RECORDS PROVIDED —
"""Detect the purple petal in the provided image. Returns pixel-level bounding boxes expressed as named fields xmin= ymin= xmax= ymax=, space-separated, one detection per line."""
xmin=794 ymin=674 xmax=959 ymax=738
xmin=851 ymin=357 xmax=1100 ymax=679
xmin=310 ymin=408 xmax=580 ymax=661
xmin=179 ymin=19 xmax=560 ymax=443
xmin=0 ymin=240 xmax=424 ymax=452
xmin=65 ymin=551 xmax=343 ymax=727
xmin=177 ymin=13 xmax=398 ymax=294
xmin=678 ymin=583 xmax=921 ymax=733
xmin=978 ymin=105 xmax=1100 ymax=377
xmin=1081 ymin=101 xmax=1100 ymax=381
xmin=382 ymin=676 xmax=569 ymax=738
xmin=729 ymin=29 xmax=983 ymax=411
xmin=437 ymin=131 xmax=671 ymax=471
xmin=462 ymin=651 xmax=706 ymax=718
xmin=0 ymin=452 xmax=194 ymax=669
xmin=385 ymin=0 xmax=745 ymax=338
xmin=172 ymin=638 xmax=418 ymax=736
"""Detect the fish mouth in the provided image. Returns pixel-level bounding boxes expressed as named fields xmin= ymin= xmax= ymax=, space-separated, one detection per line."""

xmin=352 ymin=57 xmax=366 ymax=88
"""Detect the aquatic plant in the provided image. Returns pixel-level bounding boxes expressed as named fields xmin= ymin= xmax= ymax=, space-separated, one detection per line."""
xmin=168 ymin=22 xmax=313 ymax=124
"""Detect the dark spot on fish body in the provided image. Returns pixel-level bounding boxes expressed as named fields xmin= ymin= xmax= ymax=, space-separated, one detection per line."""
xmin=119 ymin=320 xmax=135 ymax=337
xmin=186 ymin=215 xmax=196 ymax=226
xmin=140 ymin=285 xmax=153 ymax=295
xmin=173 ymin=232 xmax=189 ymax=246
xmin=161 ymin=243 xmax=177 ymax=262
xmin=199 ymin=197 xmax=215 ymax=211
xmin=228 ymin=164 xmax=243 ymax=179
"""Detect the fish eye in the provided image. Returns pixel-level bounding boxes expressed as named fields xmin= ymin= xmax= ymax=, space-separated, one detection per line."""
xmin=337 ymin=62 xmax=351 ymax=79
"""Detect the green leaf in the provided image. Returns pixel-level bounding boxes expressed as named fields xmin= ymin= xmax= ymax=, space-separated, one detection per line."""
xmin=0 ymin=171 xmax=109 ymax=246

WRITTEN PROBLEM — Express every line above as a Markdown table with a Row column holding a running number and a Line column holding the line itself. Leave out the blank lines.

THE ANSWER —
| Row | Line |
|---|---|
| 1 | """Detect the purple petal in the provided image. Returns pixel-level bounding boxes expressed as named fields xmin= ymin= xmax= ymax=, space-separated, one detection per line.""" |
| 2 | xmin=794 ymin=674 xmax=959 ymax=738 |
| 3 | xmin=851 ymin=357 xmax=1100 ymax=679 |
| 4 | xmin=310 ymin=408 xmax=580 ymax=661 |
| 5 | xmin=179 ymin=19 xmax=560 ymax=443 |
| 6 | xmin=0 ymin=240 xmax=424 ymax=452 |
| 7 | xmin=65 ymin=551 xmax=343 ymax=727 |
| 8 | xmin=177 ymin=13 xmax=398 ymax=294 |
| 9 | xmin=678 ymin=583 xmax=921 ymax=733 |
| 10 | xmin=978 ymin=105 xmax=1100 ymax=377 |
| 11 | xmin=1081 ymin=101 xmax=1100 ymax=381 |
| 12 | xmin=382 ymin=676 xmax=569 ymax=738 |
| 13 | xmin=729 ymin=29 xmax=983 ymax=411 |
| 14 | xmin=437 ymin=131 xmax=671 ymax=471 |
| 15 | xmin=462 ymin=651 xmax=706 ymax=718 |
| 16 | xmin=0 ymin=452 xmax=194 ymax=669 |
| 17 | xmin=385 ymin=0 xmax=745 ymax=338 |
| 18 | xmin=172 ymin=638 xmax=418 ymax=736 |
| 19 | """Detect the fish mouth in the provided image. Returns pixel-level bounding boxes expressed as named fields xmin= ymin= xmax= ymax=, space-separated, one detection per line.""" |
| 20 | xmin=352 ymin=57 xmax=366 ymax=88 |
| 21 | """Detect the aquatic plant in the provided image. Returns pixel-level bounding boxes expressed as named fields xmin= ymin= xmax= ymax=, space-separated, one detection per line.""" |
| 22 | xmin=168 ymin=22 xmax=313 ymax=124 |
| 23 | """Detect the dark spot on fish body in the provided image. Returns pixel-level bounding boxes expressed as named fields xmin= ymin= xmax= ymax=, space-separated, one detection per line.""" |
| 24 | xmin=119 ymin=320 xmax=135 ymax=337 |
| 25 | xmin=186 ymin=215 xmax=196 ymax=226 |
| 26 | xmin=140 ymin=285 xmax=153 ymax=295 |
| 27 | xmin=173 ymin=232 xmax=189 ymax=246 |
| 28 | xmin=161 ymin=243 xmax=177 ymax=262 |
| 29 | xmin=199 ymin=197 xmax=215 ymax=211 |
| 30 | xmin=228 ymin=164 xmax=243 ymax=179 |
| 31 | """Detect the fish eye in the provided image. Returns pixel-level bounding boxes expressed as named fields xmin= ymin= xmax= ymax=, space-separated, one detection per line.""" |
| 32 | xmin=337 ymin=62 xmax=351 ymax=79 |
| 33 | """Detect the green leaf in the provided image. Returns pixel-level bounding boxes expressed as named fields xmin= ymin= xmax= ymax=, space-separated, one detection per line.""" |
| 34 | xmin=0 ymin=171 xmax=109 ymax=246 |